#### Work to complete
Reproduce each of the following records without any deviation.

#### Data shown

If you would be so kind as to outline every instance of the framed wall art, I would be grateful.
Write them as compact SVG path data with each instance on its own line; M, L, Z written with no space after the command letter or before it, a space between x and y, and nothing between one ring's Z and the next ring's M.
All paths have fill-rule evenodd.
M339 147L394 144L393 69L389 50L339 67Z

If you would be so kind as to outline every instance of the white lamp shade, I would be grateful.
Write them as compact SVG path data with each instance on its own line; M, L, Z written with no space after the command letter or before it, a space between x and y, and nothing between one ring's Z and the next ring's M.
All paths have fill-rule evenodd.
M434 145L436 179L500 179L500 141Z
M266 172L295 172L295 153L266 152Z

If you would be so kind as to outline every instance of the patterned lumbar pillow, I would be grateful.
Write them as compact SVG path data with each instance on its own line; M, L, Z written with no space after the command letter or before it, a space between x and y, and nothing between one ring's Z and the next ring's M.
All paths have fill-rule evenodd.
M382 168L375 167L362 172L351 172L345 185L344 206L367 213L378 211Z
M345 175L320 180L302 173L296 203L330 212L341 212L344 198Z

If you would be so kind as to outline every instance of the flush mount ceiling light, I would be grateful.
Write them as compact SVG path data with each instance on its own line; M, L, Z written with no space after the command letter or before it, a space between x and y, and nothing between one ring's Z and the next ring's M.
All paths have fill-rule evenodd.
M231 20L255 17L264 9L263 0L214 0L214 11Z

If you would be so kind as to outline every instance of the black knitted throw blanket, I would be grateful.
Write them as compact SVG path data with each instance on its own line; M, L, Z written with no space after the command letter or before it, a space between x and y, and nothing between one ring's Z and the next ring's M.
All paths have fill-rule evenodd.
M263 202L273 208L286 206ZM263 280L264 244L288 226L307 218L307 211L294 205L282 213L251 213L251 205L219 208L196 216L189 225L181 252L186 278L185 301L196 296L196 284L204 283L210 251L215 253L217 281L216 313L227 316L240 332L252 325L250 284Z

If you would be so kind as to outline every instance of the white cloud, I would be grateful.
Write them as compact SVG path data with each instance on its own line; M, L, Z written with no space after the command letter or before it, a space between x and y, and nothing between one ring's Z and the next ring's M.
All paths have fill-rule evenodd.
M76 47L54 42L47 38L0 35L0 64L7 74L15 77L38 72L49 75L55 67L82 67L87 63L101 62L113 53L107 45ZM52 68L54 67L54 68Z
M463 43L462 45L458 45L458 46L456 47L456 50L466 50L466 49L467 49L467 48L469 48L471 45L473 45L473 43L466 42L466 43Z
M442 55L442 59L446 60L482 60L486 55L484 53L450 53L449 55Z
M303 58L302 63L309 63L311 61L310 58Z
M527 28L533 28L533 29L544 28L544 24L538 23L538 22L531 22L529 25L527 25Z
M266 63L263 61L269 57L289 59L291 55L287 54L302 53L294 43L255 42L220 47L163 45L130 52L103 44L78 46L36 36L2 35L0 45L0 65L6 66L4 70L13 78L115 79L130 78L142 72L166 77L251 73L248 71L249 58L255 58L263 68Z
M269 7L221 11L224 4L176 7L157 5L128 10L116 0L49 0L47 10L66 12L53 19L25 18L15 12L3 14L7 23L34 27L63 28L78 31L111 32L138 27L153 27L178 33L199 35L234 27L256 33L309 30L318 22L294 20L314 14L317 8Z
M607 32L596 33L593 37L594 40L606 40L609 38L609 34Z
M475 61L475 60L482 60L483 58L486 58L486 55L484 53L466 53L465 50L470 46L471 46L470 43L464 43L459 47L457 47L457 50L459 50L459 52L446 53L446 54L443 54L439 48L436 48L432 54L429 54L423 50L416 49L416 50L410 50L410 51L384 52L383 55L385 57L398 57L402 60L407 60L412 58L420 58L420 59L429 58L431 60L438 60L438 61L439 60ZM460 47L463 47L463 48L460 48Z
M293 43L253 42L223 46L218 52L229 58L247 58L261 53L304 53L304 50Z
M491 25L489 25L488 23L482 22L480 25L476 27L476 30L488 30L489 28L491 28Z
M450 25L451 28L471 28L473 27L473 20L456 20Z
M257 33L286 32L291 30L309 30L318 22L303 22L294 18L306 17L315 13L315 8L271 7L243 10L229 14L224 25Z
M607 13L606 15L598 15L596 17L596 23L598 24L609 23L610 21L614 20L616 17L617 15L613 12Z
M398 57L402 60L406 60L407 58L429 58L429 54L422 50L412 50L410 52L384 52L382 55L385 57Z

#### Answer to this exercise
If you would be so kind as to outline every instance of the framed wall art, I would be grateful.
Write them as compact SVG path data with each instance on its own line; M, L, Z written with no space after the command letter or before it, a space between x and y, and nothing between one ring's Z and the next ring's M.
All paths have fill-rule evenodd.
M339 147L394 144L393 69L389 50L339 67Z

If you would be so kind as to outline every instance of the white lamp shade, I would be grateful.
Write them as compact SVG path data with each instance on its own line; M, L, Z written with no space after the command letter or before it, a space between x and y, and nothing between one ring's Z and the next ring's M.
All paths have fill-rule evenodd.
M434 145L436 179L500 179L500 141Z
M266 172L295 172L295 153L266 152Z

If you would be so kind as to outline every instance of the patterned lumbar pillow, I would be grateful.
Write them as compact SVG path data with each instance on its own line; M, L, Z written with no space after the command letter or before it, a space between x and y, and nothing between one ring's Z and the next ring's M.
All paths have fill-rule evenodd.
M382 168L375 167L362 172L351 172L345 185L344 206L367 213L378 211Z
M345 175L320 180L302 173L296 203L330 212L341 212L344 198Z

If you would be so kind as to outline every instance of the flush mount ceiling light, I would be grateful.
Write them as compact SVG path data with each instance on its own line; M, L, Z written with no space after the command letter or before it, a space between x and y, and nothing between one ring's Z and the next ring's M.
All paths have fill-rule evenodd.
M231 20L255 17L264 9L263 0L214 0L214 11Z

If you would be so kind as to outline every instance of the black knitted throw blanket, I would be grateful.
Write them as compact SVG path data with each instance on its own line; M, L, Z written with no space after the command letter or before it, a space between x and y, and nothing between one ring's Z and the next ring's M.
All paths have fill-rule evenodd.
M263 202L273 208L286 206ZM263 280L264 244L288 226L307 218L307 211L294 205L282 213L251 213L251 205L219 208L196 216L189 225L181 252L186 278L185 301L196 296L196 284L204 283L210 251L215 253L217 281L216 313L227 316L240 332L252 325L250 284Z

If you would be so kind as to outline every instance of the white cloud, I would be grateful.
Write them as compact SVG path data with each instance on its own line; M, L, Z written with no space after the command letter or before it, a space between x and y, and nothing between one ring's Z and the next ring's M.
All paths have fill-rule evenodd.
M76 47L54 42L47 38L0 35L0 64L7 74L15 77L38 72L49 75L55 67L82 67L87 63L101 62L113 53L107 45ZM52 68L54 67L54 68Z
M463 43L462 45L458 45L458 46L456 47L456 50L466 50L466 49L467 49L467 48L469 48L471 45L473 45L473 43L466 42L466 43Z
M442 55L442 59L446 60L482 60L486 55L484 53L450 53L449 55Z
M303 58L302 63L309 63L311 61L310 58Z
M527 28L533 28L533 29L544 28L544 24L538 23L538 22L531 22L529 25L527 25Z
M266 63L263 61L269 57L289 59L291 55L287 54L302 53L294 43L255 42L220 47L163 45L130 52L103 44L78 46L36 36L2 35L0 45L0 65L6 66L4 70L13 78L115 79L130 78L142 72L166 77L251 73L248 71L249 58L255 58L263 68Z
M269 7L221 11L224 4L176 7L157 5L128 10L116 0L49 0L47 10L66 12L53 19L25 18L15 12L3 14L7 23L34 27L63 28L78 31L111 32L138 27L153 27L178 33L199 35L234 27L256 33L309 30L318 22L294 20L314 14L317 8Z
M607 32L596 33L593 37L594 40L606 40L609 38L609 34Z
M475 61L475 60L482 60L483 58L486 58L486 55L484 53L466 53L465 50L470 46L471 46L470 43L464 43L459 47L457 47L457 50L459 50L459 52L446 53L446 54L443 54L439 48L436 48L432 54L429 54L423 50L416 49L416 50L410 50L410 51L384 52L383 55L385 57L398 57L402 60L407 60L412 58L420 58L420 59L429 58L431 60L438 60L438 61L439 60ZM460 47L463 47L463 48L460 48Z
M293 43L253 42L223 46L218 52L229 58L247 58L261 53L304 53L304 50Z
M491 25L489 25L488 23L482 22L480 25L476 27L476 30L488 30L489 28L491 28Z
M450 25L451 28L471 28L473 27L473 20L456 20Z
M257 33L286 32L291 30L309 30L318 22L303 22L294 18L306 17L315 13L315 8L271 7L243 10L229 14L224 25Z
M607 13L606 15L598 15L596 17L596 23L598 24L609 23L610 21L614 20L616 17L617 15L613 12Z
M398 57L402 60L406 60L407 58L429 58L429 54L422 50L412 50L410 52L384 52L382 55L385 57Z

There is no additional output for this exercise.